## What you are asked to do
Quote the lines below exactly, from the one that holds "of the hanging" through the final line of the records, and only those.

## Raw records
┌──

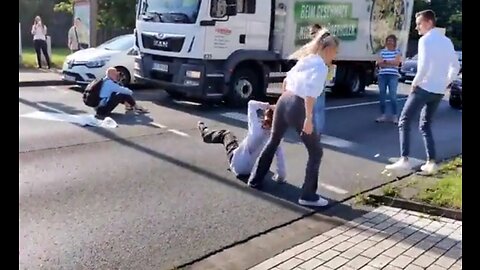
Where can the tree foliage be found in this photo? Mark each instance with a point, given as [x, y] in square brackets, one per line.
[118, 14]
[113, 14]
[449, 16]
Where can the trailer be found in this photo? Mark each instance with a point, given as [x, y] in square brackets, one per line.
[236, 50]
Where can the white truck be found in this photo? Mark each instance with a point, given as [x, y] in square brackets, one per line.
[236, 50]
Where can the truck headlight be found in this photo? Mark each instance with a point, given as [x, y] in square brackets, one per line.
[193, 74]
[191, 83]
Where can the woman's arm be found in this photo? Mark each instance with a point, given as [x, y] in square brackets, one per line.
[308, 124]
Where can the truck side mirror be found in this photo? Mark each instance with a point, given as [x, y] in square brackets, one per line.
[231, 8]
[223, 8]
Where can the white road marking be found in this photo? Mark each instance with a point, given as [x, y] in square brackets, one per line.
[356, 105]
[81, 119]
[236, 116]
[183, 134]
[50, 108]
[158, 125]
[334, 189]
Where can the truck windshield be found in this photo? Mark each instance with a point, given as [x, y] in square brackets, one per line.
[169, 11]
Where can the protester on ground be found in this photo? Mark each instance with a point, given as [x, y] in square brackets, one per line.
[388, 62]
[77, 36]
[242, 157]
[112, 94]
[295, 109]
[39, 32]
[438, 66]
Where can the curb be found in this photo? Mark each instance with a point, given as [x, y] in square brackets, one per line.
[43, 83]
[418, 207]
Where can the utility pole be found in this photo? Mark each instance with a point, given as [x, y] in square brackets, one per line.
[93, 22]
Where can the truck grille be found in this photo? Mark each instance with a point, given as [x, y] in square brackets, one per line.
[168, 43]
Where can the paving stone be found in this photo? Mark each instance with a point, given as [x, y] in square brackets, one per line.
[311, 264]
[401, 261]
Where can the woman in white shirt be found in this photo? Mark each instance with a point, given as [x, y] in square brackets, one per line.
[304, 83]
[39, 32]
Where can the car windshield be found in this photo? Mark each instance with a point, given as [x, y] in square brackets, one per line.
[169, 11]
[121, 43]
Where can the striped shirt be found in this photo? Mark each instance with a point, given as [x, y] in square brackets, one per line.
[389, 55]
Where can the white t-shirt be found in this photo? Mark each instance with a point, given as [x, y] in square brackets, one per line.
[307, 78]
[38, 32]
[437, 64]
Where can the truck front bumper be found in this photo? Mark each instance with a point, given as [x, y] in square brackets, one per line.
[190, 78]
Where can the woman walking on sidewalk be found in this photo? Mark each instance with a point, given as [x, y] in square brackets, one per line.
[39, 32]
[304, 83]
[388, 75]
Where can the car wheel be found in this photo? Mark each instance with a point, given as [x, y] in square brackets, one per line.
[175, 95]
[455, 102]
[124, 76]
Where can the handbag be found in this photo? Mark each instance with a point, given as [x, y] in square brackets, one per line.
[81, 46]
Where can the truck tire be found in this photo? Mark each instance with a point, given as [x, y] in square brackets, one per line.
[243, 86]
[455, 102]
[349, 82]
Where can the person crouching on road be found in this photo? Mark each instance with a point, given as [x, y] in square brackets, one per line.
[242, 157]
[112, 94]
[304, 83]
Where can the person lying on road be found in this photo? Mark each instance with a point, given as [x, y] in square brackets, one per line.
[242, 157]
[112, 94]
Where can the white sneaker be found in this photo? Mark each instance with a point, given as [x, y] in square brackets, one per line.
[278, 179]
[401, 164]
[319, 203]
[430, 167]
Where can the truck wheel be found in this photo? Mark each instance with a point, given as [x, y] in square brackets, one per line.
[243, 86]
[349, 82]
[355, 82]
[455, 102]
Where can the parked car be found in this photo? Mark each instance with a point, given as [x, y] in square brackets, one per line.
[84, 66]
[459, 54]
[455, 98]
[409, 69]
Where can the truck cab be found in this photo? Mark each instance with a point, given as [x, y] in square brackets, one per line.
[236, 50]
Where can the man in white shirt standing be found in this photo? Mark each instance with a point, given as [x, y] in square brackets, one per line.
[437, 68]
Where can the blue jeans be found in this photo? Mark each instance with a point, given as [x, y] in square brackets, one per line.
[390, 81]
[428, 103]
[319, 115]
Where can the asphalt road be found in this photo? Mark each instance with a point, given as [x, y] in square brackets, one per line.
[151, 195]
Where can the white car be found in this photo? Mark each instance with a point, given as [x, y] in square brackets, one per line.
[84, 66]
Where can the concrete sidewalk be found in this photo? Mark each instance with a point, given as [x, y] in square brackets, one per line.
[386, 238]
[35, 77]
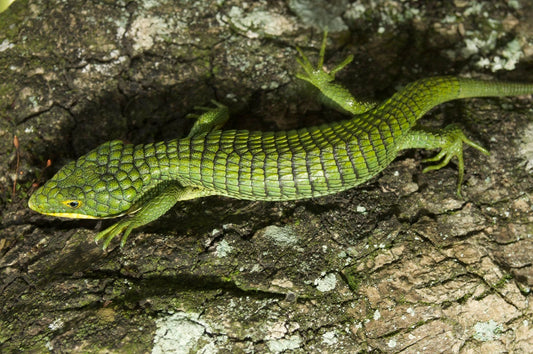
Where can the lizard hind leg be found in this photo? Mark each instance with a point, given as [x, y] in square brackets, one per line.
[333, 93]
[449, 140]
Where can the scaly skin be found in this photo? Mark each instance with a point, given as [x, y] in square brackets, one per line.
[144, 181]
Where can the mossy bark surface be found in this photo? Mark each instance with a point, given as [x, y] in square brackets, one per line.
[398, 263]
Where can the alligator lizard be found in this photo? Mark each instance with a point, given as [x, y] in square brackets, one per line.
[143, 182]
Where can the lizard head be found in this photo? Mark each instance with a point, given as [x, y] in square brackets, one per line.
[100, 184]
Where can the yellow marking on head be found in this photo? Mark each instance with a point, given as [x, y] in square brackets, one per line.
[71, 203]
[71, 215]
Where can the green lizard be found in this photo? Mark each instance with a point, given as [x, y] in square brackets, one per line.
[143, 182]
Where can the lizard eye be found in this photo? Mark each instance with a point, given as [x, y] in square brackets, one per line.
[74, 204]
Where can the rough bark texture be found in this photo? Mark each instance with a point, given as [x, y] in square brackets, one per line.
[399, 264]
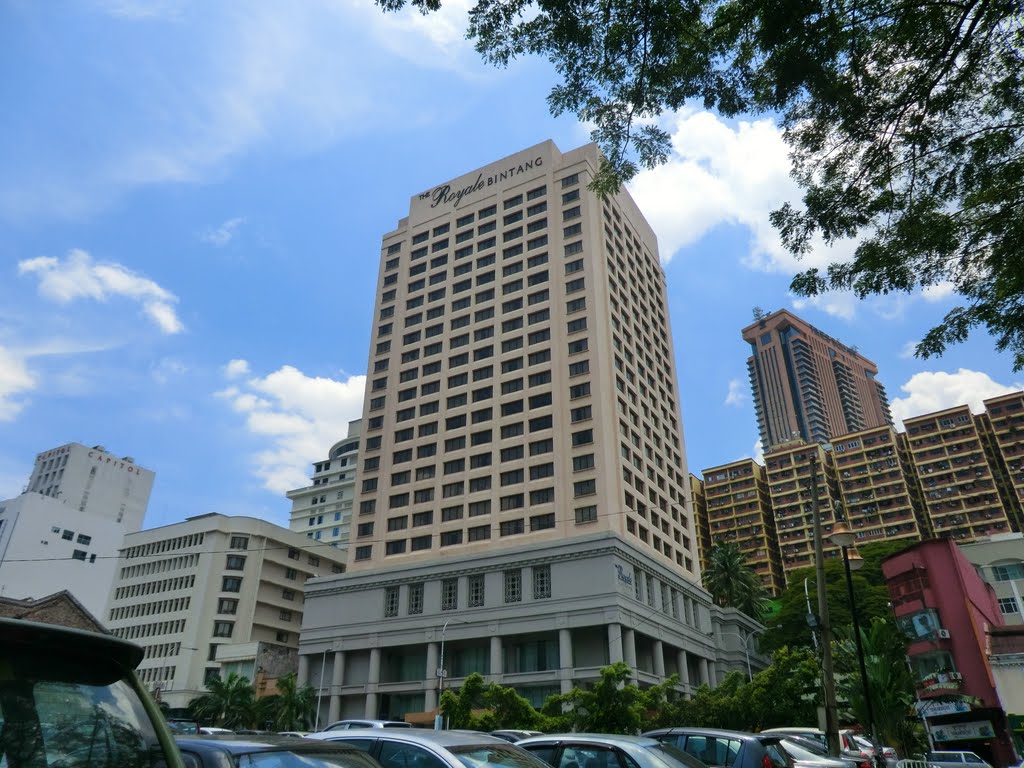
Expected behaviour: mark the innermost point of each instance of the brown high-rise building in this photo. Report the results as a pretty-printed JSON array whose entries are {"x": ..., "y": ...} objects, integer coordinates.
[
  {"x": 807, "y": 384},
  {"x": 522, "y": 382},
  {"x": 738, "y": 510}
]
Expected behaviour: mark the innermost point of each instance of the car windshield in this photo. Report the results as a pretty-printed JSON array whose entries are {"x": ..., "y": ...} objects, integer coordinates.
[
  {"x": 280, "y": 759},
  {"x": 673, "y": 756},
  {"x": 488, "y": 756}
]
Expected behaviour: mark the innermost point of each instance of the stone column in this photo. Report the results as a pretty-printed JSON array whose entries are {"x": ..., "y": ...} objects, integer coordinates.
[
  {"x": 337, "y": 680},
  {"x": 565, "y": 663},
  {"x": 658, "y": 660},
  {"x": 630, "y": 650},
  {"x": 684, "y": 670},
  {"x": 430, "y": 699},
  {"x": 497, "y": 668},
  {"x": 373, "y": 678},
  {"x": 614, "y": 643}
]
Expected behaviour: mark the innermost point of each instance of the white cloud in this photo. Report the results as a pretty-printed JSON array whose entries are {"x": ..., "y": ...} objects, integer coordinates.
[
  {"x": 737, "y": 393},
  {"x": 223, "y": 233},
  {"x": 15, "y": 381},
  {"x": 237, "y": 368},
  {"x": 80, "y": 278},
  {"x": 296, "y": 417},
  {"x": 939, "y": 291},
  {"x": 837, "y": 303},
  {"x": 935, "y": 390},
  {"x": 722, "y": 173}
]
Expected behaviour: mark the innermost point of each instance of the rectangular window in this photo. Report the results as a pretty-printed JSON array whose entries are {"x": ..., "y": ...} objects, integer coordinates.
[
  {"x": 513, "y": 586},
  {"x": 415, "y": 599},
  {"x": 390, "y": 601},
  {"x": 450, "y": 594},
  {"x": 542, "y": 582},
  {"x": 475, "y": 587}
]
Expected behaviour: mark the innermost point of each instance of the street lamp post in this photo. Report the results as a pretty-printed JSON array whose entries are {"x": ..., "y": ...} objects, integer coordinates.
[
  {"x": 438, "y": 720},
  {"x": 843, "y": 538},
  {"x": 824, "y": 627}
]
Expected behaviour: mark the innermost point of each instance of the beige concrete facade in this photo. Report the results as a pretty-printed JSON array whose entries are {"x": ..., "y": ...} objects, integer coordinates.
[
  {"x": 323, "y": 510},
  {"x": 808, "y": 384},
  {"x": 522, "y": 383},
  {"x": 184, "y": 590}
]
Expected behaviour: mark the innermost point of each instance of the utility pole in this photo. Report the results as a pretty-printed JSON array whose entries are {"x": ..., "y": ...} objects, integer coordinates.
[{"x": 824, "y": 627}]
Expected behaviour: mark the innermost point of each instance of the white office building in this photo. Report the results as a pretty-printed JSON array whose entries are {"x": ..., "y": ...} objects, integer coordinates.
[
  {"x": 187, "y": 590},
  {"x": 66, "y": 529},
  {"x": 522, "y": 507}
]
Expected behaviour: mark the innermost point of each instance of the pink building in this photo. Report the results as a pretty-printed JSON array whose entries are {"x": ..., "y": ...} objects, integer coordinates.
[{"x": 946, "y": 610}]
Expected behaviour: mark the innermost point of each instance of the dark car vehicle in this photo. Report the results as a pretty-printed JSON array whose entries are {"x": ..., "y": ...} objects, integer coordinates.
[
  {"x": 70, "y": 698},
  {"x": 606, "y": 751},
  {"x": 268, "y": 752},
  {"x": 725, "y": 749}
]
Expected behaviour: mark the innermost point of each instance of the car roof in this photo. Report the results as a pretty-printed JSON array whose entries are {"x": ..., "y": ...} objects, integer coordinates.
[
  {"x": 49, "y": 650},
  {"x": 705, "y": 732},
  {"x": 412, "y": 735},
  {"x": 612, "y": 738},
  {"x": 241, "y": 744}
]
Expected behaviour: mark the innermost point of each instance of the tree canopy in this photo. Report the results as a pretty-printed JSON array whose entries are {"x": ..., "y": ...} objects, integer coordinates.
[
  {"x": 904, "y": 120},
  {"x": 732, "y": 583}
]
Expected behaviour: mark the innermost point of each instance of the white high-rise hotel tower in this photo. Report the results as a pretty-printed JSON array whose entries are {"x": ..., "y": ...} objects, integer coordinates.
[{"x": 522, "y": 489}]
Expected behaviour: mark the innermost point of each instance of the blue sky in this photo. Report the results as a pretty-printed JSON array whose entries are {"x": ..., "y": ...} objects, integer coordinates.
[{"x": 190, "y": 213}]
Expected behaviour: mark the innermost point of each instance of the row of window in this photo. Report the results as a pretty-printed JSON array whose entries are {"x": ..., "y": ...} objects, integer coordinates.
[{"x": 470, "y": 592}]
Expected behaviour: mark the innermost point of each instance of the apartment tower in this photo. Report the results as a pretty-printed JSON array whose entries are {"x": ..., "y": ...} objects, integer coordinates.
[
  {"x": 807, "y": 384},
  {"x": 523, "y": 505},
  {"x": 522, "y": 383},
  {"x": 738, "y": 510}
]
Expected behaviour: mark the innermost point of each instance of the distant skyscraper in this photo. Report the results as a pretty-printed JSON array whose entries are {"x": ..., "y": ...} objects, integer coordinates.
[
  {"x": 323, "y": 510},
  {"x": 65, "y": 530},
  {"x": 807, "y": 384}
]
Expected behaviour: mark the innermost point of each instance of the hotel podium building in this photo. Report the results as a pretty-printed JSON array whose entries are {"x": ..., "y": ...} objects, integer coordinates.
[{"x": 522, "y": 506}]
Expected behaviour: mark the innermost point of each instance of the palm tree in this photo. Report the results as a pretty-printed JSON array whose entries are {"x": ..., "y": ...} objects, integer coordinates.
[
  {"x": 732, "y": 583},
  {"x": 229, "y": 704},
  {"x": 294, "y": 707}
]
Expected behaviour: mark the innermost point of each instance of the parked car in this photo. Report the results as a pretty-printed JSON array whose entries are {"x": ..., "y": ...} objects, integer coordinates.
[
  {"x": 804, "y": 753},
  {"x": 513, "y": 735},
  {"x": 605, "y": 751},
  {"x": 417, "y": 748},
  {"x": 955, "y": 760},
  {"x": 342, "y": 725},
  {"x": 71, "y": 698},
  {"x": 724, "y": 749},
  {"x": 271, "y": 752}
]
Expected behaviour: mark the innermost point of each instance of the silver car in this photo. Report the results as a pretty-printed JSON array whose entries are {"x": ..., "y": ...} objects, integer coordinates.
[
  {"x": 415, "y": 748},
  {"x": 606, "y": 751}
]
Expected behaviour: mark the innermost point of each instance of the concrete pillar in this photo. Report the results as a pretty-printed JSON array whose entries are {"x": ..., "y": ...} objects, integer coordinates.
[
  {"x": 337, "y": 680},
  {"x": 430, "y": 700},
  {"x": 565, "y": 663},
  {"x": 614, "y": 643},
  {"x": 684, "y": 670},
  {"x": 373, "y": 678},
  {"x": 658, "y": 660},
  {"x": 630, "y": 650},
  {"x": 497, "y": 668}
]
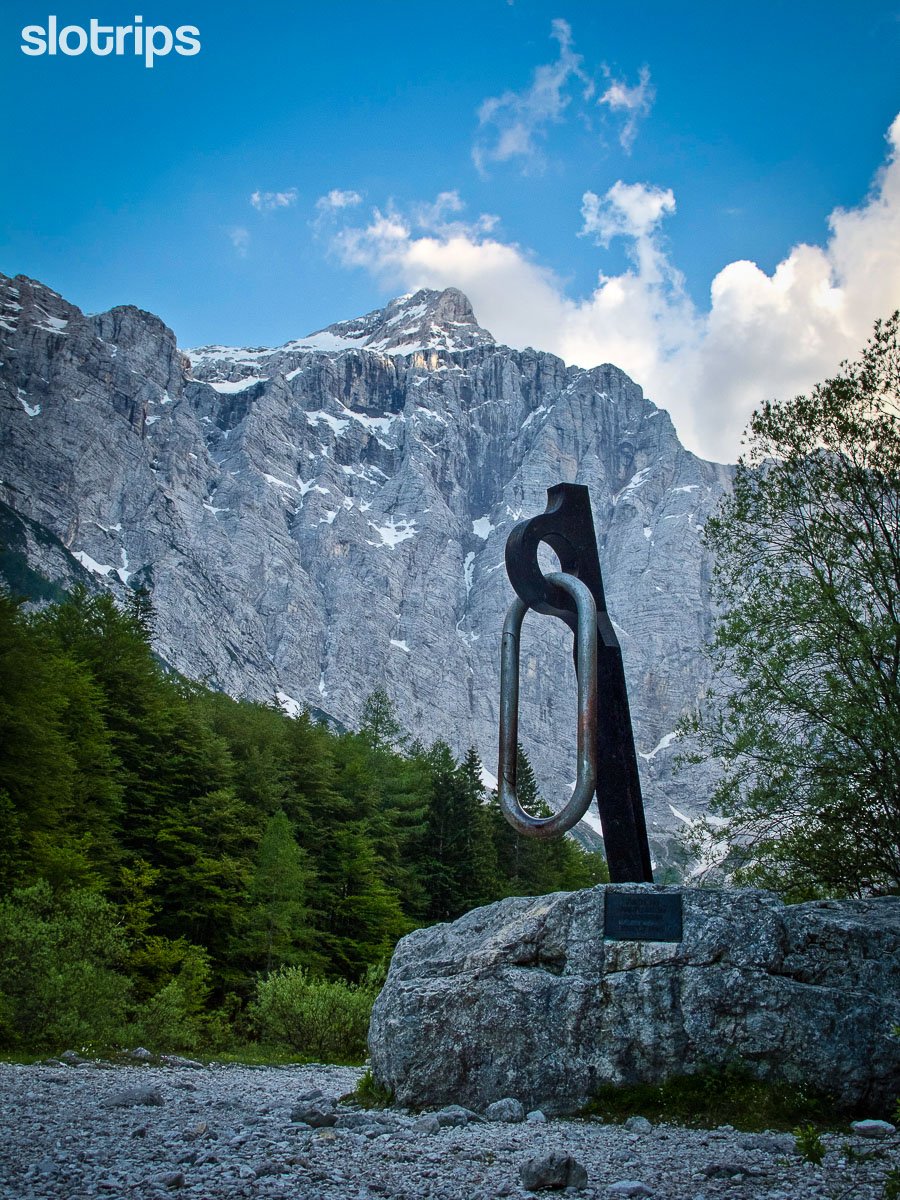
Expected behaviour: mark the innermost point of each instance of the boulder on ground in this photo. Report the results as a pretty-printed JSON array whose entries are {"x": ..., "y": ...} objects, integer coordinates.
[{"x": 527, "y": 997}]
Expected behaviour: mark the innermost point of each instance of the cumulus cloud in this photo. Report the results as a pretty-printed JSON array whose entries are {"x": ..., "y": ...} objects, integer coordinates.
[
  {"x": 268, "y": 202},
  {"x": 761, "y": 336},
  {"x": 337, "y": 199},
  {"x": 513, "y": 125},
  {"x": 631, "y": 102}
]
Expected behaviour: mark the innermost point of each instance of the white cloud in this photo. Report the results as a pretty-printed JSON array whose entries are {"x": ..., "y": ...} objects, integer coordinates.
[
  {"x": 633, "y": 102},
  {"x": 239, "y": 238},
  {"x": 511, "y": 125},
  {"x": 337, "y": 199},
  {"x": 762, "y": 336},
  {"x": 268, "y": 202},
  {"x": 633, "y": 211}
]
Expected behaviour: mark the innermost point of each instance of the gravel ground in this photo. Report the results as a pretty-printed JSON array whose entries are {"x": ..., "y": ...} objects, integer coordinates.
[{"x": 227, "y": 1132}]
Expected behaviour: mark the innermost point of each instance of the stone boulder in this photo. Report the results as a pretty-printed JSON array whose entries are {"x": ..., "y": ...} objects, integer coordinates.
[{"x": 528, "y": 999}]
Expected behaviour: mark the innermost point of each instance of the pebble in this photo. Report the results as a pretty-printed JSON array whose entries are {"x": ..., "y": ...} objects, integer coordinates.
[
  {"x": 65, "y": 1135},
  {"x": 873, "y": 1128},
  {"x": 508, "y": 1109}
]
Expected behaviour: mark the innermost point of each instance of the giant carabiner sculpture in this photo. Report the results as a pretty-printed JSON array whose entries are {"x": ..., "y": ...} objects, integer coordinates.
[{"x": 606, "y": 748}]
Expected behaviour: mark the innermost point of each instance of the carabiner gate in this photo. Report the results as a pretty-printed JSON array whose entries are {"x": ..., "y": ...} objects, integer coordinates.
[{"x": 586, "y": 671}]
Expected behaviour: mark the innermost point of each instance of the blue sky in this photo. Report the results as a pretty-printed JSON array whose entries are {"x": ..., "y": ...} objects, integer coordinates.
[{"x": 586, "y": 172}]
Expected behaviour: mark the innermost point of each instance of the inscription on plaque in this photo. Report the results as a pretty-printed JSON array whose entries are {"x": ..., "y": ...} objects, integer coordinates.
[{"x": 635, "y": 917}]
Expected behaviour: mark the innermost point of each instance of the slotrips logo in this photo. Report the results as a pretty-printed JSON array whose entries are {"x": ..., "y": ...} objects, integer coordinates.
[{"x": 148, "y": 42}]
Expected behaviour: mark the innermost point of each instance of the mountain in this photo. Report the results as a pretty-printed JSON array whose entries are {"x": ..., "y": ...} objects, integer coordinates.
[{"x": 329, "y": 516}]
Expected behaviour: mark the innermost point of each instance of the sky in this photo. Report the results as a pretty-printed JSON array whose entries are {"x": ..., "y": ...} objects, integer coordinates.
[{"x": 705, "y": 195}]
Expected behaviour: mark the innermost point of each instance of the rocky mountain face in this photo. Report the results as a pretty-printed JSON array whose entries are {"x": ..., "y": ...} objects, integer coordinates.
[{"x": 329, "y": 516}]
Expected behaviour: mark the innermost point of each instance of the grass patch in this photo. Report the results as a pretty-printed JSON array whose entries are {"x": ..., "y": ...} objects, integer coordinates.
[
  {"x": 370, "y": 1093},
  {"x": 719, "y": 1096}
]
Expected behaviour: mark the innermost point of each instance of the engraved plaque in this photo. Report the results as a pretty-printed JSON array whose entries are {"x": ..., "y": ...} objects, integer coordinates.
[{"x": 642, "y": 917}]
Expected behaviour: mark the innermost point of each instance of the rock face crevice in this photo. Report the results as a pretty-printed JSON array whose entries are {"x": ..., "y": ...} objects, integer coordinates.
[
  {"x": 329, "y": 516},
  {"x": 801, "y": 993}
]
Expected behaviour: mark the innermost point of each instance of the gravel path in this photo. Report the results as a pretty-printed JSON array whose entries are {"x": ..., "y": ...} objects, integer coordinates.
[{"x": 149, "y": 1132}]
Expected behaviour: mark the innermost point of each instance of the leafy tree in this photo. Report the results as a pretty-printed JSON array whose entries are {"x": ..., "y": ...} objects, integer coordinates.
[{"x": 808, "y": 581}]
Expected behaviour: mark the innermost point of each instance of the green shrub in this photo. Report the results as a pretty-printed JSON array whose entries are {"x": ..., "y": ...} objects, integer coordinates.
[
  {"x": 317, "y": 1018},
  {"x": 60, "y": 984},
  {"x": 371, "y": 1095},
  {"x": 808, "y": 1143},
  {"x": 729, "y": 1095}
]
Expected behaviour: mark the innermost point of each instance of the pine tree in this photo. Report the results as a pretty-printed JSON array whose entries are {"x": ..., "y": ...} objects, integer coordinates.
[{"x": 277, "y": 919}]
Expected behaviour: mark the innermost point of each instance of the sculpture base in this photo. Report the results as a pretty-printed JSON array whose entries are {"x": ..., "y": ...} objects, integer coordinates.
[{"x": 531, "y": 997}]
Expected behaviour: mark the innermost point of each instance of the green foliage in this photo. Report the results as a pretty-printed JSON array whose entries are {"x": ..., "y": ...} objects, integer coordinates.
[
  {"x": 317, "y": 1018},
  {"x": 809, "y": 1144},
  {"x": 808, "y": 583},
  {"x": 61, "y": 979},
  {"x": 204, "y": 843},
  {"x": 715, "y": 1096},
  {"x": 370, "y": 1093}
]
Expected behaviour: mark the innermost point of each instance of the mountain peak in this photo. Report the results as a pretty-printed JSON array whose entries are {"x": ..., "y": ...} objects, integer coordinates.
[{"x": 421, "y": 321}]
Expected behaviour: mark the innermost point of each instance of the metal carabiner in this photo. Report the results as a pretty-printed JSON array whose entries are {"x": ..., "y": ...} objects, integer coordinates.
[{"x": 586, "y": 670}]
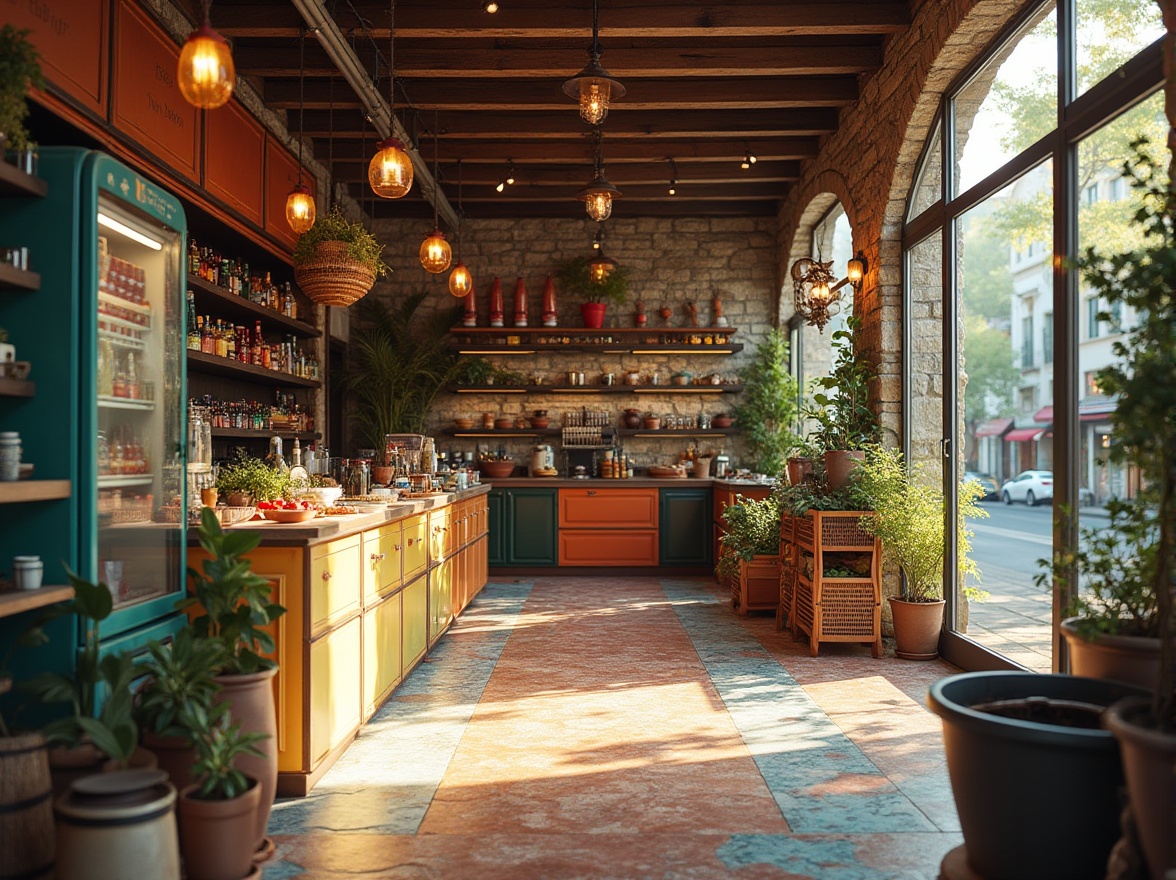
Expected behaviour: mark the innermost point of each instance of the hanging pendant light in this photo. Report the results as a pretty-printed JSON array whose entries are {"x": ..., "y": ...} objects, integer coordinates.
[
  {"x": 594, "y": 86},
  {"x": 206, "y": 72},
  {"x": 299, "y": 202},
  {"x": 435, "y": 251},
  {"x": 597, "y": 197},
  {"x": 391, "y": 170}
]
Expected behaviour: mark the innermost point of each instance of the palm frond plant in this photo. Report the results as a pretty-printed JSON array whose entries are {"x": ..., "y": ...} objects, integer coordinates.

└──

## Final result
Expected behaviour: mark the innermost point of each instance of the hanging pendant light in this photo. Report the results as a pretty-printed JSON array whose entries are {"x": ..., "y": ...} objects, integer coordinates.
[
  {"x": 594, "y": 86},
  {"x": 206, "y": 72},
  {"x": 299, "y": 202},
  {"x": 435, "y": 251},
  {"x": 597, "y": 197},
  {"x": 391, "y": 170}
]
Expected behaviour: mark the innermost point of each instance of the palm frond plant in this photo. Report the results as a pretty-printed JSON array whose entries are {"x": ..., "y": ...} objects, integer coordinates.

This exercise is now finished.